Seçilen bölüm:
########
Kadınlarda özellikle alın ve yanak bölgelerindeki lekelerin renk değiştirdiğinde mutlaka tedavi edilmesi gerektiğini söyledi.
Dermatolog Uzm. Dr. Melda Demirtaşoğlu, Agora Kadınlar Kulübü’nün konuğu oldu. Bir alışveriş merkezinde Cilt Lekeleri ve Tedavi Yöntemleri konulu söyleşi gerçekleştiren Dr. Demirtaşoğlu, cilteki koyu renkli lekelere değindi.
Kişilerin hayatının her döneminde oluşabilen koyu renkli lekelerin daha çok kadınları rahatsız ettiğini dile getiren Dr. Demirtaşoğlu, “En sık rastladığımız leke türleri, özellikle bayanlarda, genellikle hormonların değiştiği dönemlerde ortaya çıkıyor. Alın, burun üstü, bıyık bölgesi ve yanaklar bu lekelerin en fazla bulunduğu yerlerdir. Bu lekeler, özellikle gebelik sırasında yaz ve kış fark etmeden her mevsimde oluşabiliyor. Yaz dönemlerinde tabi ki de bu tip lekelerde koyulaşmalar da mümkün. Bu tip lekeler erkeklerde daha az görülüyor” şeklinde konuştu.
Deride koyu renkli lekelerin, özellikle 50-60 yaştan sonra yanaklarda, bazen küçük bazen büyük olarak ortaya çıktığını anlatan Dr. Demirtaşoğlu, “Güneş lekeleri, genetik yatkınlık, açık ten, renkli göz. Bunların hepsi sebep olabilir. Özellikle bayanlarda alında ve yanaklarda görülebilir. Renk değiştiriyorsa, üzerinde bir tahriş ya da kabuklanma hissediyorsak mutlaka tedavi edilmesi gerekmektedir. Lekelere dikkat etmeli, güneşten korunmalıdır” dedi.
TEDAVİ YÖNTEMLERİ NELER?
Cilt lekelerinin tedavi yöntemlerine de değinen Dr. Demirtaşoğlu, şu bilgileri verdi:
“Bunun birkaç alternatif yöntemi var. Lekeler, tedavinin ardından dikkat edilmezse tekrar edebiliyor. Yanaklar, alın bölgesi ve burun üzerinde olan bölgelerde, hastalarımızın evde uygulayabileceği tedavi yöntemlerini öneriyoruz. Klinik uygulamalar da var. Ayrıca bir peeling yöntemi var. Bu yöntem, çoklu seans gerektirmeyen bir yöntemdir. Özellikle etkili madde içeren, krem şeklinde maskeler cilde uygulanır ve hasta o maskeyle eve gidip 7-8 saat sonra evde maskeyi yıkar. Leke çok derin değilse, bu yöntemle iyi sonuçlar alınır.
########
Koleksiyon girdileri:
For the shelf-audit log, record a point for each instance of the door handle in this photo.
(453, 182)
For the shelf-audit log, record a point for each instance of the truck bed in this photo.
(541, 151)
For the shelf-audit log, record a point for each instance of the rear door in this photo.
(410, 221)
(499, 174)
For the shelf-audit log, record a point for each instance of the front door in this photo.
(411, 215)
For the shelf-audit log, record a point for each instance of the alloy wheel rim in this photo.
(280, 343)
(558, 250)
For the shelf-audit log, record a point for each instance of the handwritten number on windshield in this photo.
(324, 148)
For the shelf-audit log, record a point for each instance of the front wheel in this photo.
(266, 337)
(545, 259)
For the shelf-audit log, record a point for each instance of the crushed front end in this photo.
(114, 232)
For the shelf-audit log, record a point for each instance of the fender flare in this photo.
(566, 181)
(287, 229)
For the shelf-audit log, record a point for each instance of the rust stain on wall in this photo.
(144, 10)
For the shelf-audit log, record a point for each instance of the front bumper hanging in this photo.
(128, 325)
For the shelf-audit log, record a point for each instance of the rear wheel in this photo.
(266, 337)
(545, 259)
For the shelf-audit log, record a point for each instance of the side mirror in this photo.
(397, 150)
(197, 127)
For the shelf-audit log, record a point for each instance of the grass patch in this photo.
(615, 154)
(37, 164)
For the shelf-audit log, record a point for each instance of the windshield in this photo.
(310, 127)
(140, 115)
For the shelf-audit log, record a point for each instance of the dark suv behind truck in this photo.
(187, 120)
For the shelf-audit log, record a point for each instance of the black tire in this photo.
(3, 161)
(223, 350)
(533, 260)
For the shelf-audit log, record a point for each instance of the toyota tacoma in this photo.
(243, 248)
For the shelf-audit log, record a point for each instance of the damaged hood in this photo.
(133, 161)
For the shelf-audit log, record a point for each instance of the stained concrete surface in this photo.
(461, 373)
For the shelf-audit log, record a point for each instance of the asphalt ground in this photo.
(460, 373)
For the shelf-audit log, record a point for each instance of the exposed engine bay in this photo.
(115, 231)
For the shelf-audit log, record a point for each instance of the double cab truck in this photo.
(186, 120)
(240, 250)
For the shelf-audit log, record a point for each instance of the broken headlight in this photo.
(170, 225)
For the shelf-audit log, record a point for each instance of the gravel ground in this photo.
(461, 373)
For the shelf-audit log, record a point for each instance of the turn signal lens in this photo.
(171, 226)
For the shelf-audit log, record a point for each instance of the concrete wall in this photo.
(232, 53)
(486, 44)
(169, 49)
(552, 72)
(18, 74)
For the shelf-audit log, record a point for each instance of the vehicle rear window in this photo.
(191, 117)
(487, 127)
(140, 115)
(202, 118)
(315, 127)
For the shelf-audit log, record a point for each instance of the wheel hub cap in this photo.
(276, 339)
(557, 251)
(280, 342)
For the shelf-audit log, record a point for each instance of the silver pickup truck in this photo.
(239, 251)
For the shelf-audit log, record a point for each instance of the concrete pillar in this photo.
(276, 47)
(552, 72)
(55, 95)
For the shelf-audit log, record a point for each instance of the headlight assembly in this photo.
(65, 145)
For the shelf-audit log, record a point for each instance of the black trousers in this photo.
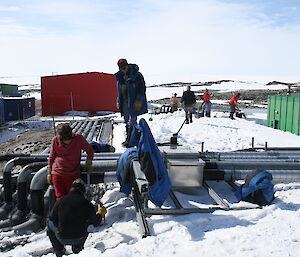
(58, 242)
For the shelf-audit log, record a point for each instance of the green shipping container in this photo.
(284, 113)
(8, 89)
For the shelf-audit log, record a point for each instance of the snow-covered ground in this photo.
(273, 231)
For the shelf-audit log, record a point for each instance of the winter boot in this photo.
(128, 134)
(186, 118)
(77, 248)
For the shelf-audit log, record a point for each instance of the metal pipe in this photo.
(87, 128)
(82, 127)
(279, 176)
(7, 173)
(92, 131)
(247, 165)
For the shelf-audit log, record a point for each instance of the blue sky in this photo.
(171, 40)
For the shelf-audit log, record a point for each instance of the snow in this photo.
(272, 231)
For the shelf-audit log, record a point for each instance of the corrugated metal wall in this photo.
(284, 113)
(1, 111)
(92, 92)
(8, 89)
(18, 108)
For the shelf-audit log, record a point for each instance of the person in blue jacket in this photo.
(131, 100)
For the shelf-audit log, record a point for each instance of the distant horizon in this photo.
(35, 80)
(182, 40)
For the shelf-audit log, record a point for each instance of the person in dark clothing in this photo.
(131, 100)
(69, 219)
(188, 100)
(206, 104)
(233, 105)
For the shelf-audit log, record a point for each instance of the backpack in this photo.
(257, 188)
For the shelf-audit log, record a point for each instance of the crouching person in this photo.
(69, 219)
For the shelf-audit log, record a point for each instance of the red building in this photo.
(91, 91)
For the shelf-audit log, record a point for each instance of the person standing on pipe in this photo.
(70, 217)
(131, 100)
(174, 102)
(206, 105)
(233, 105)
(188, 100)
(64, 159)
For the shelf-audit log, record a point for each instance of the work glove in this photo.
(89, 166)
(102, 210)
(137, 105)
(49, 177)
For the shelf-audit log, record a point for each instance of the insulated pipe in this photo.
(87, 128)
(74, 124)
(82, 127)
(100, 131)
(7, 173)
(252, 154)
(279, 176)
(251, 165)
(92, 131)
(37, 186)
(78, 125)
(22, 185)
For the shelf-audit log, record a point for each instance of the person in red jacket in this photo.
(64, 159)
(206, 105)
(233, 105)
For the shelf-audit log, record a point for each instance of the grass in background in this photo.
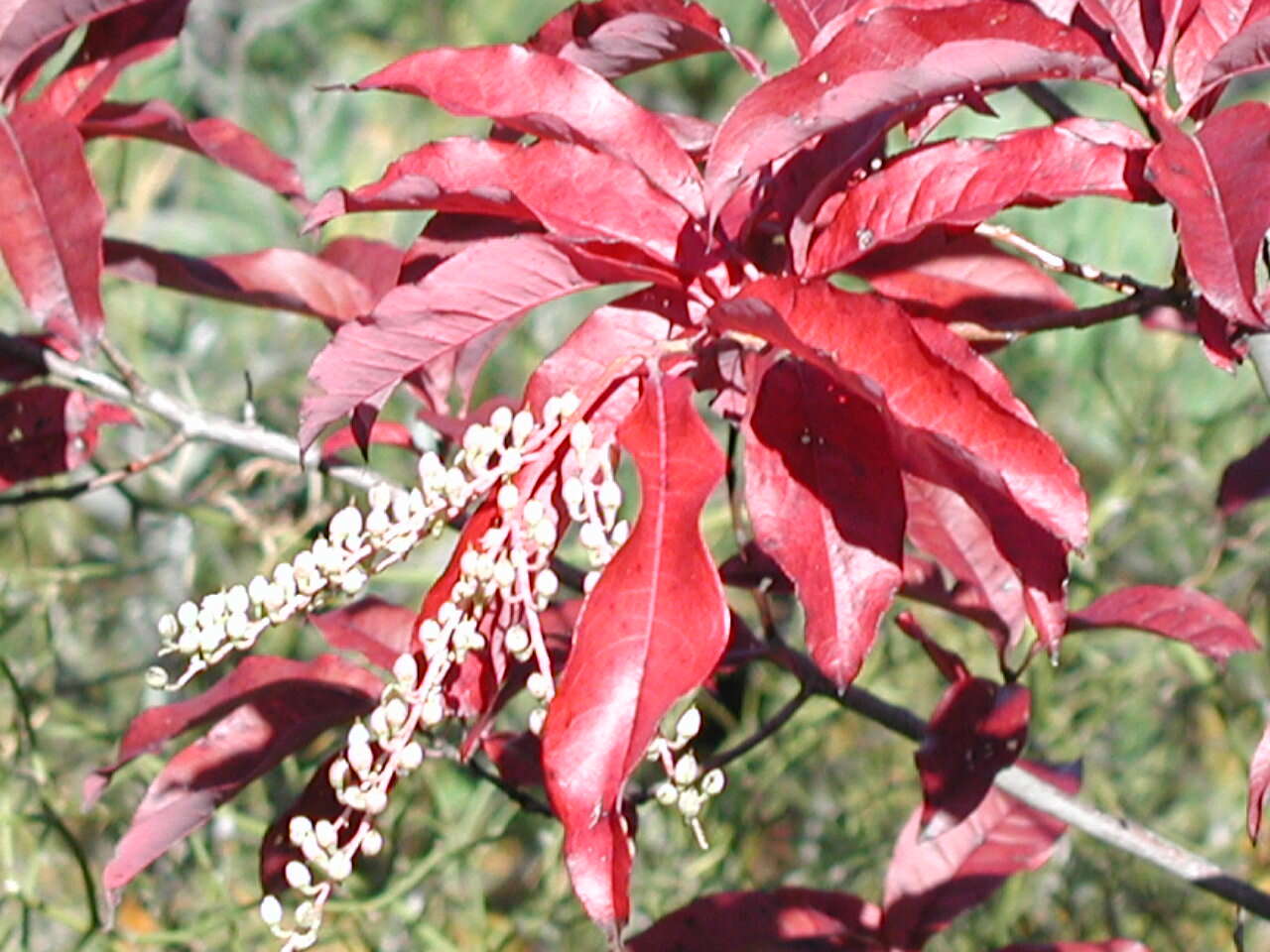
########
İstenenler: Cilt lekeleri yazısında "Dermatolog Uzm. Dr." ile başlayıp "renkli lekelere değindi." ile biten kısmı yeniden yaz, ama "söyleşi" yerine "konuşma" kullan. Öğelerin bu işle hiçbir ilgisi yok.

Çözüm:
Dermatolog Uzm. Dr. Melda Demirtaşoğlu, Agora Kadınlar Kulübü’nün konuğu oldu. Bir alışveriş merkezinde Cilt Lekeleri ve Tedavi Yöntemleri konulu konuşma gerçekleştiren Dr. Demirtaşoğlu, cilteki koyu renkli lekelere değindi.